## TEXTO DA PÁGINA
=-=-=

Até muito pouco tempo eu mantinha posições radicais sobre mudanças na língua. Não queria nem pensar na idéia e ponto. Hoje, já vejo por outro ângulo, as modificações que vão surgindo. Quando tiraram, em 1971, quase que a maioria dos acentos da língua portuguesa que eu havia penado como criança para decorar fiquei muito brava. Minha mãe, até hoje, escreve com todos os acentos a que ela 'tem direito'.  Os que foram alfabetizado depois deste ano nem sabem que esses acentos existiram e não acham dificuldade alguma por não existirem. No final vejo tudo como uma questão de saudosismo. 
O inglês vive muito bem sem acentos e nós, de língua latina, acabamos aprendendo onde está "o acento da palavra sem acento". A língua vai continuar a simplificar e modificar ao sabor do uso, pois foi assim que ela nasceu em primeiro lugar. É tudo uma questão de tempo, apenas.


Aqui um assunto interessante sobre a ortografia da língua portuguesa e suas modificações.

=-=-=

Entradas salvas
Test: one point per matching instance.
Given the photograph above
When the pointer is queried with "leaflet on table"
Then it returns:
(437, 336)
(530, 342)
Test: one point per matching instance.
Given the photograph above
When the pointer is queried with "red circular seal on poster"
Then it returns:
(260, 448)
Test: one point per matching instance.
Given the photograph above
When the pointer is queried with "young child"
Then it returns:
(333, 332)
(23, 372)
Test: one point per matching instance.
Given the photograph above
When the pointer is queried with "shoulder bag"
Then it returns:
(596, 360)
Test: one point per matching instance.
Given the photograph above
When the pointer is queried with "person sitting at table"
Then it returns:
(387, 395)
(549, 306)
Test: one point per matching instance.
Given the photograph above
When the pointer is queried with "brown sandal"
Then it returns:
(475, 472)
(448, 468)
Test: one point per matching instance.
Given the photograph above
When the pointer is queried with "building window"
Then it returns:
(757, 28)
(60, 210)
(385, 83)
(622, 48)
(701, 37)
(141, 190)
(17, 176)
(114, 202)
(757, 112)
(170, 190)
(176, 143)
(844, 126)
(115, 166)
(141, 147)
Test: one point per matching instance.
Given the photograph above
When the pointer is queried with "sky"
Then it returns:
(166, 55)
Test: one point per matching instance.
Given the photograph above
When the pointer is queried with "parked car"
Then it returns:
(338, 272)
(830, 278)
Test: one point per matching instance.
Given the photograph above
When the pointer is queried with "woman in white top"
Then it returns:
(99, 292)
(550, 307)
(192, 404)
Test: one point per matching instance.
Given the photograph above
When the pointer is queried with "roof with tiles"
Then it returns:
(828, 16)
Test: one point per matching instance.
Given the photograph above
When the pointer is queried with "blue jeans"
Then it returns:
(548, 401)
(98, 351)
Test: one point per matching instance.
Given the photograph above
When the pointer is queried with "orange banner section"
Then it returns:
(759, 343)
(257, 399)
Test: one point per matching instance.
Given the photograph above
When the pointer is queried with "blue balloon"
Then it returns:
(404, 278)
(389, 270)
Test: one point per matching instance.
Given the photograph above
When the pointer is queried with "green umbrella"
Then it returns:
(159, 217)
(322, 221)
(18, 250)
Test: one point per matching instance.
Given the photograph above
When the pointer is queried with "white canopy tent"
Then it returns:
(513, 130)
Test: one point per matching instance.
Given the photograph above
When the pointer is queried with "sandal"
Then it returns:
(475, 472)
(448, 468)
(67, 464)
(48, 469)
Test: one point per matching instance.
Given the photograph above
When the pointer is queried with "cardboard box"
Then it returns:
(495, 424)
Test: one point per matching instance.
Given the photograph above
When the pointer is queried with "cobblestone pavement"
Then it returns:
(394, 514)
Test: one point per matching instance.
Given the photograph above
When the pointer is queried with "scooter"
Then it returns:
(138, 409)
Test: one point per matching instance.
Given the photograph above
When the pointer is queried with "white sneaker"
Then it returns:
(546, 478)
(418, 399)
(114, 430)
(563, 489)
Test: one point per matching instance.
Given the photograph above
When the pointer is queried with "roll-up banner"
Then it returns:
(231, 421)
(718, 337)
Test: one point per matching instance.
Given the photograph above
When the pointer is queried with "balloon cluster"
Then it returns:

=-=-=

## OBJETIVO
Por favor, transcreva na íntegra, sem nenhuma alteração, o texto sobre as mudanças na ortografia da língua portuguesa. O material não tem papel algum nesta atividade.

## EXERCÍCIO RESOLVIDO
Até muito pouco tempo eu mantinha posições radicais sobre mudanças na língua. Não queria nem pensar na idéia e ponto. Hoje, já vejo por outro ângulo, as modificações que vão surgindo. Quando tiraram, em 1971, quase que a maioria dos acentos da língua portuguesa que eu havia penado como criança para decorar fiquei muito brava. Minha mãe, até hoje, escreve com todos os acentos a que ela 'tem direito'.  Os que foram alfabetizado depois deste ano nem sabem que esses acentos existiram e não acham dificuldade alguma por não existirem. No final vejo tudo como uma questão de saudosismo. 
O inglês vive muito bem sem acentos e nós, de língua latina, acabamos aprendendo onde está "o acento da palavra sem acento". A língua vai continuar a simplificar e modificar ao sabor do uso, pois foi assim que ela nasceu em primeiro lugar. É tudo uma questão de tempo, apenas.


Aqui um assunto interessante sobre a ortografia da língua portuguesa e suas modificações.